## ABOUT THIS TASK
Restate all of the data precisely, omitting nothing.

## AVAILABLE RECORDS
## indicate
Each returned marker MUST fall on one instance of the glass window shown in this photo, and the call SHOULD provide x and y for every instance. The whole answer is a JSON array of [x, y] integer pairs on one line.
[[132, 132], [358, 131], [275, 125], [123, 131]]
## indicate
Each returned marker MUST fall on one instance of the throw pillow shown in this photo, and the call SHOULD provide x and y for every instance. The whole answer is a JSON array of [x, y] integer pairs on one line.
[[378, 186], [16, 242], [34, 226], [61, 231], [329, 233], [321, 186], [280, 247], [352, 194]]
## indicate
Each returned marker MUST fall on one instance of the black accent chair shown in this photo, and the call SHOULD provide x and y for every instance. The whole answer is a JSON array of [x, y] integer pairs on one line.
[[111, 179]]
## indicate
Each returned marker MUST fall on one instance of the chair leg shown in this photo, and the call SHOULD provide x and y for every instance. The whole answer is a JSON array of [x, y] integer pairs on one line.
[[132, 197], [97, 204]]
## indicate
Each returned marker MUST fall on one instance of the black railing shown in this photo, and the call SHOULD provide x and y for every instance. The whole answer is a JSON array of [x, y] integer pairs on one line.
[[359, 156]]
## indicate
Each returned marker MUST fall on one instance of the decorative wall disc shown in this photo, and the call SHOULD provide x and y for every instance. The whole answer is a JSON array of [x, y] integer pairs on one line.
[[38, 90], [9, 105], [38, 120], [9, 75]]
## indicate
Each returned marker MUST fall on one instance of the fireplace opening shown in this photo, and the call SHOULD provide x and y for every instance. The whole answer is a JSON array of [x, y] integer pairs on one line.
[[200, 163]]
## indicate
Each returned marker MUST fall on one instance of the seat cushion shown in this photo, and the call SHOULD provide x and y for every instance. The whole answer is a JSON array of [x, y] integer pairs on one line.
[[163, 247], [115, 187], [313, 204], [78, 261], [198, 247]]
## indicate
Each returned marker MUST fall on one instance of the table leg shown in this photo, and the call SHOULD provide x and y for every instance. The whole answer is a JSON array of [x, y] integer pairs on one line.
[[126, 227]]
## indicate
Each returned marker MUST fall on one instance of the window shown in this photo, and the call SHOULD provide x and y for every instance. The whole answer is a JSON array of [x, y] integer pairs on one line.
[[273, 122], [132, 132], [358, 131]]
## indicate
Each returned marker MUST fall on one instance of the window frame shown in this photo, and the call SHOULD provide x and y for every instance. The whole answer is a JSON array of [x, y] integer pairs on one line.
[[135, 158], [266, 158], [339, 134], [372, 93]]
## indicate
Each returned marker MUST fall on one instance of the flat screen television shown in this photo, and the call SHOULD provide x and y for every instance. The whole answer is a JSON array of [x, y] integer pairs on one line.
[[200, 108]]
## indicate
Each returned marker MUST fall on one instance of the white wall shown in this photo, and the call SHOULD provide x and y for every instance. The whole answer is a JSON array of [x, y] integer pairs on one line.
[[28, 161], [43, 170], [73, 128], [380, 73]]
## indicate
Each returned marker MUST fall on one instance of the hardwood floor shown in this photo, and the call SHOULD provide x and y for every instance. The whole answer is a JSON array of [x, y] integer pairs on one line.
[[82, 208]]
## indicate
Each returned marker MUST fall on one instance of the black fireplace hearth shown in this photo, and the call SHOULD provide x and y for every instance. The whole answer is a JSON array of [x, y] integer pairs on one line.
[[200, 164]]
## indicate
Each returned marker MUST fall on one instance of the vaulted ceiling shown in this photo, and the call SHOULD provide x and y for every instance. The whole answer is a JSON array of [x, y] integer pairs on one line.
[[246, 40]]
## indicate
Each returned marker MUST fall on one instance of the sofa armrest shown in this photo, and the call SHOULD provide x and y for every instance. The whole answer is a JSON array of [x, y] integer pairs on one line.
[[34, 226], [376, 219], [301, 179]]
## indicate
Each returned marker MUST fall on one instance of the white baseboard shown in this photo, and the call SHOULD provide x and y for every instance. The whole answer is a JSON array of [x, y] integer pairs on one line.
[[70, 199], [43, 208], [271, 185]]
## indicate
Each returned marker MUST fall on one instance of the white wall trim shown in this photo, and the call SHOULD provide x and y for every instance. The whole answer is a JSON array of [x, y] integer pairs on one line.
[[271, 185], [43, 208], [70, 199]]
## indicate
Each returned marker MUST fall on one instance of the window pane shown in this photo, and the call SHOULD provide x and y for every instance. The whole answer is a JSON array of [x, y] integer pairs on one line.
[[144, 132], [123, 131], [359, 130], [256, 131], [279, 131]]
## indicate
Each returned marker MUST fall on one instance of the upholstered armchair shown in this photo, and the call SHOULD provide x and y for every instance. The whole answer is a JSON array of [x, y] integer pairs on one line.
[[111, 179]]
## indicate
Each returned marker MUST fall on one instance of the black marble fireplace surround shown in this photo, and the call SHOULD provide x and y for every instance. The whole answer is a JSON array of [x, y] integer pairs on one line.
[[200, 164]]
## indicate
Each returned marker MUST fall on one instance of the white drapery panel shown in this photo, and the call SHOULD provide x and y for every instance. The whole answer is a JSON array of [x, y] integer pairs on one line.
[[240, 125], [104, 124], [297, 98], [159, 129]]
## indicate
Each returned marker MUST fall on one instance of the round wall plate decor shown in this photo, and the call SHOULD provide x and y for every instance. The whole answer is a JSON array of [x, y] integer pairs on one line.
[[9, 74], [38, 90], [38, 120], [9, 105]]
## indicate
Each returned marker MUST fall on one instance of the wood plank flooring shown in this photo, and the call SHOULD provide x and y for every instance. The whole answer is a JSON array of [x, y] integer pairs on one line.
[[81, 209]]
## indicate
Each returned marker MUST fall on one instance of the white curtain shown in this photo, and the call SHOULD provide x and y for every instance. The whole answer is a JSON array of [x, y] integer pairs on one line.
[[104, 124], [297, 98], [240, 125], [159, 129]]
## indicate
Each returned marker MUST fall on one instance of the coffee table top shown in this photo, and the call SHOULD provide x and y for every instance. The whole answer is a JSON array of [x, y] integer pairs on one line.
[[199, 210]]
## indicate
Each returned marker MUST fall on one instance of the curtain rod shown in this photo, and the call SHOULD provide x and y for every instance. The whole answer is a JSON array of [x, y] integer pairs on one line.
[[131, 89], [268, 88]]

## RESULT FOR THIS EXERCISE
## indicate
Each returned marker MUST fall on one instance of the glass window shown in this photo, and the call SHOULD provide x and y for every instance. The whole answer is a JSON array of [x, y] integer pairs on one line.
[[132, 132], [358, 131], [275, 125], [123, 131]]
## indicate
Each returned marker MUST fall on one instance of the throw pillow shown in this photo, and the call SHOULD provide x and y for every instance. The whole answer is a JSON array of [x, y] integer pairs on one line.
[[378, 186], [16, 242], [34, 226], [61, 231], [329, 233], [321, 186], [280, 247], [352, 194]]
## indicate
Each returned marker MUST fall on one instance of the black accent chair shown in this photo, and the call SHOULD provide x and y for every instance. The whole answer is a JSON array of [x, y] integer pairs on one line.
[[111, 179]]
## indicate
Each returned marker MUST fall on one instance of the chair leg shown in this photo, and the call SHOULD provide x and y for every instance. The whole answer is a JSON array of [x, y] integer pairs on one line.
[[132, 197], [97, 204]]
## indicate
Each returned marker MUST fall on one instance of the black railing shown in this photo, and the call SHOULD provide x and y for every instance. The whole answer is a JSON array of [x, y] integer pairs on one line.
[[359, 156]]
## indicate
Each returned marker MUST fall on one instance of the decorative wall disc shown in this photo, and the call SHOULD provide x and y for every instance. The whole answer is a JSON array of [x, y] integer pairs on one line.
[[38, 90], [9, 105], [38, 120], [9, 75]]
## indicate
Each returned marker MUST fall on one instance of the fireplace opening shown in this photo, and the call SHOULD provide x and y for every instance. The whole answer is a JSON array of [x, y] integer pairs on one line.
[[200, 163]]
## indicate
Each returned marker MUST fall on one instance of the seat cushion shown in this photo, and the call SHOULD provide x and y for every instance. The whole answer is a JSON array of [x, y] integer pairs on one line.
[[163, 247], [115, 187], [313, 204], [78, 261], [198, 247]]
## indicate
Each returned marker MUST fall on one instance of the table leg shown in this photo, and the call SHOULD provide x and y for every instance. The whole answer is a JSON array of [x, y] integer pairs on one line.
[[126, 227]]
## indicate
Each returned marker MUST fall on one instance of the window shown in this photo, and the call SHOULD provide x and y for every instance. The whole answer is a JSON array of [x, y] integer pairs on one line.
[[273, 122], [132, 132], [358, 131]]
## indicate
Each returned marker MUST fall on one instance of the window frame shown in this photo, and the call SHOULD provide x and y for every instance. The whole answer is a JSON array of [x, y] integer pairs on one line.
[[135, 158], [266, 158], [339, 134], [372, 93]]
## indicate
Each returned marker MUST fall on one instance of the flat screen television shown in this photo, and the call SHOULD provide x and y for every instance. The whole answer is a JSON array of [x, y] integer pairs on one line.
[[200, 108]]
## indicate
Each returned marker MUST fall on one instance of the white wall shown in this photo, and the call SHOULD provide x and y for every instance. The whole answer is a JSON array of [x, y] integer pairs on one line.
[[28, 161], [43, 170], [73, 128], [380, 73]]
## indicate
Each returned marker MUST fall on one instance of the hardwood floor shown in this photo, and the call SHOULD provide x and y for every instance. The whole answer is a JSON array of [x, y] integer pairs on one line.
[[82, 208]]
## indicate
Each returned marker MUST fall on one instance of the black fireplace hearth shown in this photo, and the call SHOULD provide x and y for every instance. The whole answer is a JSON array of [x, y] integer pairs on one line.
[[200, 164]]
## indicate
Each returned marker MUST fall on one instance of the vaulted ceiling shown in this photo, and the call SHOULD provide x and y for every instance. The whole answer is a JSON array of [x, y] integer pairs on one line.
[[246, 40]]
## indicate
Each returned marker MUST fall on one instance of the sofa armrest shown in this photo, and the call SHOULD provide x and y for every instance. The whole answer is a JSON array of [x, y] integer pairs on one line.
[[34, 226], [376, 219], [301, 179]]
## indicate
Each returned marker MUST fall on one instance of the white baseboard shown in this photo, and the call SHOULD provide x and y for every instance. The whole answer is a JSON array of [x, y] integer pairs on one line.
[[70, 199], [43, 208], [271, 185]]
## indicate
Each returned marker MUST fall on one instance of the white wall trim shown in this photo, and the call SHOULD provide x and y for every instance. The whole answer is a JSON array of [x, y] integer pairs on one line.
[[271, 185], [43, 208], [70, 199]]
## indicate
Each returned marker MUST fall on one instance of the window pane shown in this photo, and the call SHOULD provide x and y for every instance. The whole answer is a JSON array of [x, y] integer pairs on one line.
[[144, 132], [123, 131], [359, 130], [256, 131], [279, 131]]
## indicate
Each returned marker MUST fall on one instance of the upholstered armchair shown in this photo, and the call SHOULD provide x and y for every instance. The whole answer is a JSON array of [x, y] integer pairs on one line.
[[111, 179]]
## indicate
Each returned marker MUST fall on one instance of the black marble fireplace surround shown in this photo, and the call SHOULD provide x and y for every instance. The whole answer is a JSON array of [x, y] integer pairs on one line.
[[200, 164]]
## indicate
Each returned marker MUST fall on one instance of the white drapery panel shown in this photo, and the call SHOULD provide x and y for every instance. The whole answer is a JSON array of [x, y] integer pairs on one line.
[[240, 125], [104, 124], [297, 98], [159, 129]]
## indicate
Each returned marker MUST fall on one instance of the round wall plate decor shown in this photo, and the call SHOULD provide x and y for every instance. The whole answer is a JSON array of [x, y] integer pairs on one line.
[[9, 74], [38, 90], [38, 120], [9, 105]]
## indicate
Each returned marker MUST fall on one instance of the wood plank flooring shown in this photo, and the call SHOULD provide x and y for every instance. The whole answer is a JSON array of [x, y] integer pairs on one line.
[[81, 209]]
## indicate
Each returned marker MUST fall on one instance of the white curtain shown in this photo, and the call SHOULD provide x and y for every instance. The whole answer is a JSON array of [x, y] integer pairs on one line.
[[104, 124], [297, 98], [240, 125], [159, 129]]
## indicate
Each returned marker MUST fall on one instance of the coffee table top shown in this photo, and the call SHOULD provide x and y for every instance. The whole answer is a JSON array of [x, y] integer pairs on one line.
[[199, 210]]
## indicate
Each returned marker MUST fall on one instance of the curtain rod shown in this photo, and the call SHOULD provide x and y for every instance. The whole answer is a JSON array of [x, y] integer pairs on one line.
[[131, 89], [268, 88]]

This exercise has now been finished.